Requirements:
Identify every line in the items below that contains the string "rear", copying each such line in full. Matching is case-sensitive.

Records to process:
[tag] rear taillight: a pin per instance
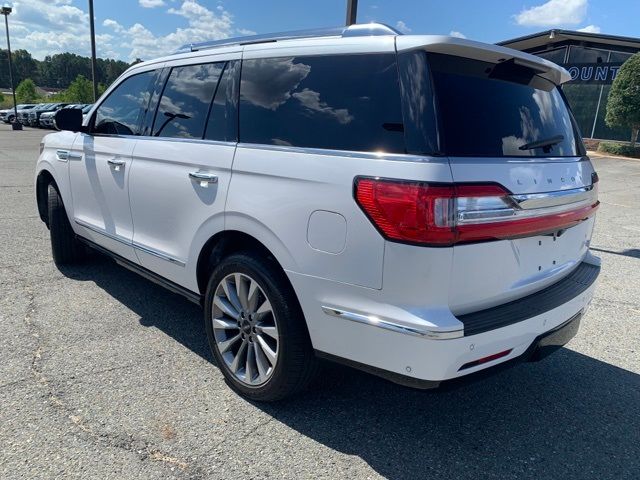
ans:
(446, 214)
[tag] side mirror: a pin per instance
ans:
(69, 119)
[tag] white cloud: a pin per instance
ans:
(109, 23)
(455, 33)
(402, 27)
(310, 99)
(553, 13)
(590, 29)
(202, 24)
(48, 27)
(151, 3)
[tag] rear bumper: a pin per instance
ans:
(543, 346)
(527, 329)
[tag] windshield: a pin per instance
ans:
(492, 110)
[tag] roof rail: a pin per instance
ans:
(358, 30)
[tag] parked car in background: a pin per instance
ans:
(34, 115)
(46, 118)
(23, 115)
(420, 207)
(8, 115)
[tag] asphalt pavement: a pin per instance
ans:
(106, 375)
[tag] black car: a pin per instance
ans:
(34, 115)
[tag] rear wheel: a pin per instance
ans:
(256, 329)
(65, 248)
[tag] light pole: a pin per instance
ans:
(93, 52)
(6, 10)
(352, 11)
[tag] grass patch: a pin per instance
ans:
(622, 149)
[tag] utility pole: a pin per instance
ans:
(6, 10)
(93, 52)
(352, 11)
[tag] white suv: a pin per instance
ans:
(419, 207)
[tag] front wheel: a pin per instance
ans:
...
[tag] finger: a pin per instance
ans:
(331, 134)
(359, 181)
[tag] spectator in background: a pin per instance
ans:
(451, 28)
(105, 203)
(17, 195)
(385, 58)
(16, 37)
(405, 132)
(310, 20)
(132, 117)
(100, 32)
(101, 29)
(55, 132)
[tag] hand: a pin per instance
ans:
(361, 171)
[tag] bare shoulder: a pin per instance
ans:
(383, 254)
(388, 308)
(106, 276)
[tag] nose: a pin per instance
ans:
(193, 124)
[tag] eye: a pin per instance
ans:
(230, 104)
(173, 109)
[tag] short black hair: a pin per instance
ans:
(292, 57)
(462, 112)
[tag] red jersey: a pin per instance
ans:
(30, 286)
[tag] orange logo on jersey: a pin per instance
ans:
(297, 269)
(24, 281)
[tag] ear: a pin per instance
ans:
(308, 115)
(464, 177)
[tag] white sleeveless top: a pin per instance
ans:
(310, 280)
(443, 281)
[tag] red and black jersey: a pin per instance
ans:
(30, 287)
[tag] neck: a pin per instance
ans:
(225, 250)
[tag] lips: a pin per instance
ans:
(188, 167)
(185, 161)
---
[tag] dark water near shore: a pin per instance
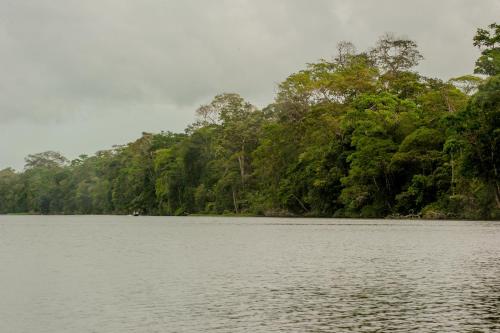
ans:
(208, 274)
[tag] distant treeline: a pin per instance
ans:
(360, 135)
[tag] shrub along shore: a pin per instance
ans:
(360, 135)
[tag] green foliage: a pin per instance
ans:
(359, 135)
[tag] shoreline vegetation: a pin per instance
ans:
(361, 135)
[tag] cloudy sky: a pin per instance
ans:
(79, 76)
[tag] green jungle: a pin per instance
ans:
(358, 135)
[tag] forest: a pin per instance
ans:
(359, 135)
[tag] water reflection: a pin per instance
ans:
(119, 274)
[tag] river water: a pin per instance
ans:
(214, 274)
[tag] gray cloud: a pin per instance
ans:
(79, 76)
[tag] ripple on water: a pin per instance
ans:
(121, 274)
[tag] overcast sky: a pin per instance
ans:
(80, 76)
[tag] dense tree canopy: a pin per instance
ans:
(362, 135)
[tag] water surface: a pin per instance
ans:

Response to the exercise:
[tag] rear taillight: a pin per instance
[tag] rear bumper: a pin per instance
[tag] rear wheel: a pin per instance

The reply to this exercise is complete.